Consigne — Recopiez le passage de l'extrait sur les prévisions du gouvernement qui s'ouvre sur les mots « Les statisticiens » et se clôt sur « l’impact socio-économique extérieur. », en substituant « planificateur » à « commissaire au plan ».

Extrait du document —
........
Le
gouvernement fait sa rentrée avec des ministres bronzés et euphoriques dans un
exercice prévisionnel inédit et à fort relent de communication. Si « Gouverner
c’est prévoir », on ne peut que féliciter le pouvoir de se pencher sur l’avenir
de notre pays. Malheureusement on ne peut qu’être très dubitatif sur la
réalisation à 12 ans des pensées euphoriques des ministres qui ont eu à rédiger
un devoir de vacances sans qu’ils puissent s’appuyer sur un véritable travail
préparatoire qui aurait dû être commencé depuis le début du quinquennat.
Pour
s’en convaincre il n’est que de se demander ce qu’aurait pu prévoir le pouvoir
en 2001, année charnière entre le lancement de l’euro et son arrivée dans notre
porte-monnaie. On commençait une période doucement euphorique qui a duré deux
ans. Dès 2004 l’euphorie économique de l’euro se ternissait et nos exportations
aussi. Puis ce fut 2007-2009 avec la crise et les remèdes de cheval pour sauver
les meubles. Que resterait-t-il aujourd’hui de prévisions euphoriques qui
auraient été faites en 2001 ? Rien. Le pays s’est endetté, les prestations
sociales sont en déficit, la croissance est en berne et les impôts en hausse.
Les statisticiens
savent ce que valent les prévisions en avenir aléatoire. En effet nous ne
sommes pas dans une économie fermée ou le commissaire au plan lançait des plans
quinquennaux dont il pouvait prétendre maîtriser tous les paramètres sauf
peut-être climatiques. Ces dernières ont causé bien des déboires à l’URSS. Dans
une économie mondialisée nous ne maîtrisons pratiquement aucun des paramètres
économiques extérieurs comme la crise de 2008 nous l’a récemment rappelé. Il
faut donc faire des prévisions dans une fourchette large d’hypothèses minimales
et maximales sur l’impact socio-économique extérieur.
La
trajectoire à définir pour le pays dans les différents secteurs
socio-économiques ne peut qu’être définie par celle à moindre risque et non par
la plus favorable. Définir par exemple ce que seront les infrastructures du
pays dans 12 ans, c’est tenir compte des investissements possibles durant cette
période autant que de définir les priorités entre le rail, la route, la voie
aérienne ou les moyens électroniques de communication. Le moindre risque ce
sera de définir une stratégie qui puisse se réaliser même dans les conditions
prises comme les plus défavorables.
........
Données fournies —
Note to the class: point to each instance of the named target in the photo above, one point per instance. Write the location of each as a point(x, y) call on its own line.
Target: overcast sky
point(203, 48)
........
Corrigé —
Les statisticiens
savent ce que valent les prévisions en avenir aléatoire. En effet nous ne
sommes pas dans une économie fermée ou le planificateur lançait des plans
quinquennaux dont il pouvait prétendre maîtriser tous les paramètres sauf
peut-être climatiques. Ces dernières ont causé bien des déboires à l’URSS. Dans
une économie mondialisée nous ne maîtrisons pratiquement aucun des paramètres
économiques extérieurs comme la crise de 2008 nous l’a récemment rappelé. Il
faut donc faire des prévisions dans une fourchette large d’hypothèses minimales
et maximales sur l’impact socio-économique extérieur.